┌─ Extract
Petitioner contends that there is no significant likelihood of his removal to Iraq in the reasonably foreseeable future. However, Petitioner has not provided "good reason to believe" that his removal is unlikely to occur in the reasonably foreseeable future, aside from the fact that his removal has not yet occurred and that the Government "has had ample [sic] amount of time to secure traveling documents . . . ." (Petition at IV.) The Government has also responded with evidence rebutting Petitioner's claims that removal is unlikely in the reasonably foreseeable future. Specifically, Respondent contends that "Iraq typically is slow to issue travel documents, and is especially slow when, as in this case, the alien has communicated to the government of Iraq that he does not wish to return to Iraq." (Zywica Aff. ¶ 10.) Respondent states that "ICE and the Department of State are communicating with the government of Iraq, however, through diplomatic channels, regarding issuance of a travel document for [Petitioner]." (Id.) Accordingly, the Government has produced evidence that sufficiently shows that Petitioner's removal can occur in the reasonably foreseeable future.
└─
## What to work on
[1] In the court excerpt on removal to Iraq, which agencies are communicating with the government of Iraq about a travel document for Petitioner?
[2] Carry on the court excerpt on Petitioner's removal to Iraq from its final sentence.
┌─ Records provided
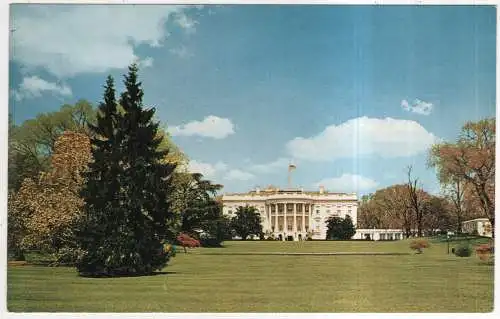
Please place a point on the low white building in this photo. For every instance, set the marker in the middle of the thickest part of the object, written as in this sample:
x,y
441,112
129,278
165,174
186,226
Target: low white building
x,y
479,226
379,234
291,214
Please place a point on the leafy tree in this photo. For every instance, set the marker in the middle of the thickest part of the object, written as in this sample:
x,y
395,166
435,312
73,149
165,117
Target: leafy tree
x,y
31,144
416,198
437,214
470,159
128,189
16,229
339,228
47,210
246,222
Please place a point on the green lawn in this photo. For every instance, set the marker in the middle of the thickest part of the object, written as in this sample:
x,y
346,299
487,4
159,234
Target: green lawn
x,y
211,280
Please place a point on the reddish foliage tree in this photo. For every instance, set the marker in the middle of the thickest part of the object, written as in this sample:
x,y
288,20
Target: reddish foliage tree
x,y
471,160
187,241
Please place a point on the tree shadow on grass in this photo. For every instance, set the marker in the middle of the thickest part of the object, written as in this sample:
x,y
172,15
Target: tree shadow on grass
x,y
124,275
└─
## Results
[1] ICE and the Department of State.

[2]
Furthermore, Respondent has submitted evidence showing that Petitioner has acted to prevent his removal to Iraq. The February 10, 2012 letter from the Consulate General of the Republic of Iraq states that the Consulate General would not issue a travel document for Petitioner because Petitioner "expressed his unwillingness to be deported." (Supp. Response, Ex. A, Feb. 10, 2012 Letter.) When an alien acts to prevent his removal, the removal period is suspended. 8 U.S.C. § 1231(a)(1)(C). As long as Petitioner acts to thwart the Government's removal efforts, or otherwise fails to cooperate with the removal efforts, his continued detention is lawful. Pelich v. I.N.S., 329 F.3d 1057, 1061 (9th Cir. 2003) (holding that "an alien cannot assert a viable constitutional claim when his indefinite detention is due to his failure to cooperate with INS's efforts to remove him.").
III. CONCLUSION
Accordingly, the Court DENIES the petition for a writ of habeas corpus and VACATES the stay of removal.
SO ORDERED.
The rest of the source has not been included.